"""
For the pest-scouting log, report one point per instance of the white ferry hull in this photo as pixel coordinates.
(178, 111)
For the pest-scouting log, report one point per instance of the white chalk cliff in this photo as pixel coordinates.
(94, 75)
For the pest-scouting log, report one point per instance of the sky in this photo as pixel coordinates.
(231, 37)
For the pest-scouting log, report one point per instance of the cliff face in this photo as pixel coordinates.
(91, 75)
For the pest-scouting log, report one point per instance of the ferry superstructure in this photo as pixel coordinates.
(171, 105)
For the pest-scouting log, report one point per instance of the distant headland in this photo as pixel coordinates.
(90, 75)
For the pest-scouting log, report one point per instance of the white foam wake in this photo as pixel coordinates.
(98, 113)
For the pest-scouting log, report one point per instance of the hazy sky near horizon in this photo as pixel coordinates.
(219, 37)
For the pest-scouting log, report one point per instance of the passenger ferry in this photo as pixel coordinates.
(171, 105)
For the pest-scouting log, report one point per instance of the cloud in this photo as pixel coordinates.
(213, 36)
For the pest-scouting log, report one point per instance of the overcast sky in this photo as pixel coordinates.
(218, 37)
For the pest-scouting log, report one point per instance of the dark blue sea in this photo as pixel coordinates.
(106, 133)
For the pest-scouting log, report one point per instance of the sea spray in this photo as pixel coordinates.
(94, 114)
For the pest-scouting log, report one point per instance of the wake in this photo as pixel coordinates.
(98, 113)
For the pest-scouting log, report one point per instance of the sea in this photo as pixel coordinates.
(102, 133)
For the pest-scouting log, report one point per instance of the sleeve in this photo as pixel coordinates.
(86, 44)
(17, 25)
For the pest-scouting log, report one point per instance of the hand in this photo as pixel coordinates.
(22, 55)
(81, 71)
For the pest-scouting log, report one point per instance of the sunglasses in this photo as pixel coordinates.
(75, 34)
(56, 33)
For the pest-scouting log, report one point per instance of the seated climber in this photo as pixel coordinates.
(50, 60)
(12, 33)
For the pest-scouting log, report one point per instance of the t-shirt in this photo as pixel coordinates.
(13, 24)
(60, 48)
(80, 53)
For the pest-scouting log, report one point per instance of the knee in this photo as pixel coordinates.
"""
- [Set exercise] Copy all the records above exactly, missing none.

- [Worked solution]
For the pest-scouting log, report one point per instance of the white ferry hull in this photo as pixel coordinates.
(178, 111)
For the pest-scouting log, report one point per instance of the white chalk cliff in this photo as pixel coordinates.
(94, 75)
For the pest-scouting log, report one point per instance of the sky in this photo as pixel coordinates.
(231, 37)
For the pest-scouting log, report one point per instance of the cliff face in this photo as pixel coordinates.
(91, 75)
For the pest-scouting log, report one point per instance of the ferry superstructure in this photo as pixel coordinates.
(171, 105)
For the pest-scouting log, report one point per instance of the distant headland in this photo as pixel coordinates.
(90, 75)
For the pest-scouting log, report one point per instance of the white foam wake in this photo as pixel coordinates.
(98, 113)
For the pest-scouting log, report one point per instance of the hazy sky near horizon in this photo as pixel coordinates.
(219, 37)
For the pest-scouting log, report one point per instance of the passenger ferry in this photo as pixel coordinates.
(171, 105)
For the pest-scouting log, report one point per instance of the cloud in this photo as pixel coordinates.
(213, 36)
For the pest-scouting log, report one point per instance of the overcast sky in this photo as pixel coordinates.
(218, 37)
For the pest-scouting log, report one point per instance of the dark blue sea in this photo as pixel coordinates.
(106, 133)
For the pest-scouting log, report one point per instance of the sea spray in this photo as pixel coordinates.
(94, 114)
For the pest-scouting log, report one point per instance of the wake in this photo as pixel coordinates.
(98, 113)
For the pest-scouting log, report one point per instance of the sea in this photo as pixel coordinates.
(102, 133)
For the pest-scouting log, report one point per instance of the sleeve in this photo as pixel coordinates.
(86, 44)
(17, 25)
For the pest-scouting log, report one point per instance of the hand in this photo as pixel coordinates.
(22, 55)
(81, 71)
For the pest-scouting log, report one point per instance of the sunglasses in this photo as pixel coordinates.
(75, 34)
(56, 33)
For the pest-scouting log, report one point per instance of the seated climber in this photo as pixel coordinates.
(50, 60)
(12, 33)
For the pest-scouting log, report one point per instance of the t-shirt in this photo as pixel coordinates.
(13, 24)
(60, 48)
(80, 53)
For the pest-scouting log, report one point per instance of the knee in this photo as pixel coordinates.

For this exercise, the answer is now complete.